__THE EXERCISE__. Copy each of the records below word for word, with nothing changed.

__________________________________________________

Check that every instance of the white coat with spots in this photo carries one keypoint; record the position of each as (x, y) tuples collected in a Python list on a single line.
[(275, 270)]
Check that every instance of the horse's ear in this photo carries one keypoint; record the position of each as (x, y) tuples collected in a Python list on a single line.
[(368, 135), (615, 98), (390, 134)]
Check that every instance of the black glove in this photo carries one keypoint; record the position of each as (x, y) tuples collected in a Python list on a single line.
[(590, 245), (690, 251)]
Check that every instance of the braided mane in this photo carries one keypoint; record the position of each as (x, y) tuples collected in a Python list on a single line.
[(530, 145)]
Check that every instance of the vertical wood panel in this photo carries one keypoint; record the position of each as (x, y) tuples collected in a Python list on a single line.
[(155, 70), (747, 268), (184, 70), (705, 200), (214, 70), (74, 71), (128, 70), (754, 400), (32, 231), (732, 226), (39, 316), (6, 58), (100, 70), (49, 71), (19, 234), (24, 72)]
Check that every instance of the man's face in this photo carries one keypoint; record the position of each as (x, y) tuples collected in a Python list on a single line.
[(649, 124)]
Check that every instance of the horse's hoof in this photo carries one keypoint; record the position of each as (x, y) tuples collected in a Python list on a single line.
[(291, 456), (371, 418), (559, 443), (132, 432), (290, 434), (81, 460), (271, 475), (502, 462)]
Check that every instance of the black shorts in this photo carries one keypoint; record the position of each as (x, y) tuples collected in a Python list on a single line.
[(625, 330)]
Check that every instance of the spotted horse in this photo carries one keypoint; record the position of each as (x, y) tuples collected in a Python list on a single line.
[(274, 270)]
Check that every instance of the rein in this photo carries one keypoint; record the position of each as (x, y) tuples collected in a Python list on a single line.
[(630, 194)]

__________________________________________________

__FINISHED EXERCISE__.
Check that every instance of the white coat with spots in this photo carries one keypoint; record the position of each as (x, y) tuples collected in a Python list on a single line.
[(275, 270)]
Check that every instance of the horse's ear in this photo carries one keypoint; record the position of each as (x, y) tuples collected in a Python list on a single line.
[(368, 135), (615, 98), (390, 134)]
Check that every instance of the black glove in this photo carries one keypoint; record the position of each as (x, y) tuples collected in a Python list on a single line.
[(590, 245), (690, 251)]
Check that every instance of the braided mane in this photo carries one keypoint; record the position of each as (x, y) tuples collected in a Python list on a single line.
[(530, 145)]
Check that every instance of the vertical wood panel in this photo carries one keypoint; record the position of each as (x, y) tuples collected in a Python list on a single line.
[(155, 70), (747, 268), (184, 70), (705, 200), (214, 70), (74, 71), (128, 70), (754, 400), (32, 231), (732, 226), (39, 316), (6, 58), (100, 70), (49, 71), (19, 234), (24, 72)]
Check that every instance of the man's face in this photo carries one keypoint; record the position of each as (x, y) tuples collected in a Python list on a single line.
[(649, 124)]
Check that every instance of the horse's hoof in this photo carries one keypoint; record the position of each as (x, y) tuples collected in a Python list on a single line.
[(291, 456), (371, 418), (559, 443), (132, 432), (290, 434), (81, 460), (271, 475), (502, 462)]
Check that every instance of the black shorts in this photo carries one keypoint; record the position of each as (x, y) tuples collected in a Python list on a single line.
[(625, 330)]
Check that every instance of the spotted horse in this photo carries one keypoint; record the position of each as (x, y) tuples collected in a Python list on a single line.
[(274, 270)]
Check that every instance of the rein in this photo carries one keypoint; record the position of each as (x, y) tuples collected in a Python list on a single line.
[(630, 194)]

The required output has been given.